- What you need to do -
Please quote the material exactly, every line of it.

***** Data excerpts *****

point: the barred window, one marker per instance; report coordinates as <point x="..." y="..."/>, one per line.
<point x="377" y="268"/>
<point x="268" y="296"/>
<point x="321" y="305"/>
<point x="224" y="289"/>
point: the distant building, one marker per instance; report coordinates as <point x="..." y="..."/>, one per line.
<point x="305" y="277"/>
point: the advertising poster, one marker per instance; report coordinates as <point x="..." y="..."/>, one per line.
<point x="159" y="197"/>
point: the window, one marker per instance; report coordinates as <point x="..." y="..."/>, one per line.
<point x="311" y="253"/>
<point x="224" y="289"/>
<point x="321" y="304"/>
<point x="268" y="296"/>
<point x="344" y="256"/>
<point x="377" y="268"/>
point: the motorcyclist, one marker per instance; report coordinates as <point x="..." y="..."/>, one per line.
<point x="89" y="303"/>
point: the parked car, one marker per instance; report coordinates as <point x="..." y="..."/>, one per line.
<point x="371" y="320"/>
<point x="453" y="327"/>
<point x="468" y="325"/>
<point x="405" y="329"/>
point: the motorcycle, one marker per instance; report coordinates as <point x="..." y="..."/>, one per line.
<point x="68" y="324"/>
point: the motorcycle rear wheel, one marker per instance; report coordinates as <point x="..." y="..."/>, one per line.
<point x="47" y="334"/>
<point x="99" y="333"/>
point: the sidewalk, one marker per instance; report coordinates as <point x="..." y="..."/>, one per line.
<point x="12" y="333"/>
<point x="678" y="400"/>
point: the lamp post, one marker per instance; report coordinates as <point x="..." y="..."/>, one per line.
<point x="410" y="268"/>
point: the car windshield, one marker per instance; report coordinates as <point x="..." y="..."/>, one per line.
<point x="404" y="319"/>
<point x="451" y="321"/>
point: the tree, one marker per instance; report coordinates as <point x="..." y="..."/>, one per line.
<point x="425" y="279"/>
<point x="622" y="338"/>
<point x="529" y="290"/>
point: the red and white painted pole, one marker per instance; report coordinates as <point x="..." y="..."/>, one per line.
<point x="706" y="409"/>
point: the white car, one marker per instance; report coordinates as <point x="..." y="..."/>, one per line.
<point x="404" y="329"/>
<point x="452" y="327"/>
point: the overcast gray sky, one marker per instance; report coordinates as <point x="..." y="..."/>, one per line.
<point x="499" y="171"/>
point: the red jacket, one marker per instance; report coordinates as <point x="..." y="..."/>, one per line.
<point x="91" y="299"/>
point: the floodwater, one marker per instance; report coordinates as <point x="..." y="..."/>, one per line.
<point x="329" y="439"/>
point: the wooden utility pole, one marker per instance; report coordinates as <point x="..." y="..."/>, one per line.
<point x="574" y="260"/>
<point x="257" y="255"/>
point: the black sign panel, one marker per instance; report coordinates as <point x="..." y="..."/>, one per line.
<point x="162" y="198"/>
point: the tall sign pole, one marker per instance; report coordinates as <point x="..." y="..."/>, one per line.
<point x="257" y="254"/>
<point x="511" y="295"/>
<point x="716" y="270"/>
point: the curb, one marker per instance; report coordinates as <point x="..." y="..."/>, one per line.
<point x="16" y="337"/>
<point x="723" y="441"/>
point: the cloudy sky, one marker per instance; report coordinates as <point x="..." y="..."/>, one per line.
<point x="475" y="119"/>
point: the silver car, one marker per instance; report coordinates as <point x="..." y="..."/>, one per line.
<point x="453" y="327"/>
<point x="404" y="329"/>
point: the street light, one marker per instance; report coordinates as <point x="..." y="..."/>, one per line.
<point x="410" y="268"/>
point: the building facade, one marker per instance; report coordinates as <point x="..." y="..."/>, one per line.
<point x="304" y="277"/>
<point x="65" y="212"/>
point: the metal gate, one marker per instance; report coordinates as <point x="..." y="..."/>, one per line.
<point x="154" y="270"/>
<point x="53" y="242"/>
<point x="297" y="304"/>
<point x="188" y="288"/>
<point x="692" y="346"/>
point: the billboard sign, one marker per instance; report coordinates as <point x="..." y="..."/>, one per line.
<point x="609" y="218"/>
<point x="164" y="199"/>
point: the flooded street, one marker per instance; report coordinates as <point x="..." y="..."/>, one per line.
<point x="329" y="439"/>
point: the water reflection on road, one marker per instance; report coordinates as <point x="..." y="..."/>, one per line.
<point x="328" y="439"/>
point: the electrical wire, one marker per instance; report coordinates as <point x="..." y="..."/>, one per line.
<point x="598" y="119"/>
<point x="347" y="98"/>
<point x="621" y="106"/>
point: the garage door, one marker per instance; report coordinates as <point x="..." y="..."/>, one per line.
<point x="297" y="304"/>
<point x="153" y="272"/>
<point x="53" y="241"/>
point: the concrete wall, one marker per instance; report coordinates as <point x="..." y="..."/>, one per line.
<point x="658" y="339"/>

*****

- Problem solution -
point: the barred window, one marker per instance; report coordinates as <point x="..." y="..."/>, one per line.
<point x="377" y="268"/>
<point x="268" y="296"/>
<point x="321" y="305"/>
<point x="224" y="289"/>
point: the distant building, one marker per instance; report coordinates as <point x="..." y="..."/>, one per line.
<point x="305" y="277"/>
point: the advertising poster, one marker per instance; report coordinates as <point x="..." y="..."/>, one per line.
<point x="159" y="197"/>
point: the window, one marker per instance; report coordinates as <point x="..." y="..."/>, one per line.
<point x="311" y="253"/>
<point x="224" y="289"/>
<point x="321" y="304"/>
<point x="268" y="296"/>
<point x="344" y="256"/>
<point x="377" y="268"/>
point: the motorcyclist, one marker per instance; report coordinates as <point x="..." y="..."/>, one per line.
<point x="89" y="303"/>
point: the parked car, one marker per instance; report coordinates as <point x="..." y="..."/>, one per line.
<point x="371" y="320"/>
<point x="453" y="327"/>
<point x="468" y="325"/>
<point x="405" y="329"/>
point: the motorcycle, one marker per instance; report coordinates as <point x="..." y="..."/>, one per line.
<point x="68" y="324"/>
point: the motorcycle rear wheel, one marker per instance; report coordinates as <point x="..." y="..."/>, one per line.
<point x="47" y="334"/>
<point x="99" y="333"/>
point: the sidewalk, one marker per instance; report coordinates as <point x="..." y="..."/>, one per line.
<point x="12" y="333"/>
<point x="678" y="400"/>
point: the lamp post, one marker per instance; report coordinates as <point x="..." y="..."/>, one per line.
<point x="410" y="268"/>
point: the car windshield, one marker per instance; report coordinates as <point x="..." y="..."/>, one per line.
<point x="404" y="319"/>
<point x="451" y="321"/>
point: the tree, one marker per instance; report coordinates as <point x="..." y="..."/>, one per line.
<point x="425" y="279"/>
<point x="622" y="338"/>
<point x="529" y="290"/>
point: the red and white painted pole, one marker per instance; report coordinates as <point x="..." y="..."/>, one per line.
<point x="706" y="409"/>
point: the white car, one marker per instance; report coordinates as <point x="..." y="..."/>, one per line.
<point x="404" y="329"/>
<point x="452" y="327"/>
point: the overcast gray sky, one marker per instance; report coordinates as <point x="..." y="..."/>, one per line.
<point x="499" y="171"/>
point: the red jacket, one marker per instance; report coordinates as <point x="..." y="..."/>, one per line.
<point x="91" y="299"/>
point: the floodwater, one marker per instance; report coordinates as <point x="..." y="..."/>, one per line.
<point x="329" y="439"/>
point: the wooden utility pole, one marker per instance; report coordinates as <point x="..." y="..."/>, one per line.
<point x="574" y="260"/>
<point x="257" y="255"/>
point: the black sign panel, one marker per instance; report coordinates as <point x="..." y="..."/>, one per line.
<point x="162" y="198"/>
point: the tall sign pole, one marker per instance; report coordinates as <point x="..." y="..."/>, one per line.
<point x="257" y="254"/>
<point x="511" y="295"/>
<point x="716" y="270"/>
point: the curb, one marker per instance; report coordinates as <point x="..." y="..."/>, one per line.
<point x="16" y="337"/>
<point x="723" y="441"/>
point: the cloudy sky, one marker per instance; report coordinates as <point x="..." y="..."/>, one per line.
<point x="475" y="119"/>
point: the silver car, one marker per instance; report coordinates as <point x="..." y="..."/>, one per line.
<point x="453" y="327"/>
<point x="404" y="329"/>
point: the street light, one marker per instance; report coordinates as <point x="..." y="..."/>, one per line.
<point x="410" y="268"/>
point: the building facade, one marker per instance; report coordinates as <point x="..." y="..."/>, one per line.
<point x="304" y="277"/>
<point x="65" y="212"/>
point: the metal gate, one marker per instance; report coordinates as <point x="..." y="..."/>, one per line.
<point x="154" y="270"/>
<point x="53" y="242"/>
<point x="297" y="304"/>
<point x="188" y="288"/>
<point x="692" y="346"/>
point: the billboard sign, one marker per instance; report coordinates as <point x="..." y="..."/>, one per line.
<point x="609" y="218"/>
<point x="164" y="199"/>
point: the flooded street, one marker per instance; report coordinates as <point x="..." y="..."/>, one per line.
<point x="329" y="439"/>
point: the water reflection on road, one marker per instance; report coordinates as <point x="..." y="..."/>, one per line.
<point x="328" y="439"/>
point: the electrical wire, one marker per instance; report coordinates as <point x="..." y="..."/>, one per line.
<point x="598" y="119"/>
<point x="347" y="98"/>
<point x="621" y="106"/>
point: the garage door, one marker per instance; report coordinates as <point x="..." y="..."/>, one per line.
<point x="297" y="304"/>
<point x="153" y="272"/>
<point x="53" y="241"/>
point: the concrete wall, one marker per instance; report coordinates as <point x="..." y="..."/>, one per line.
<point x="658" y="339"/>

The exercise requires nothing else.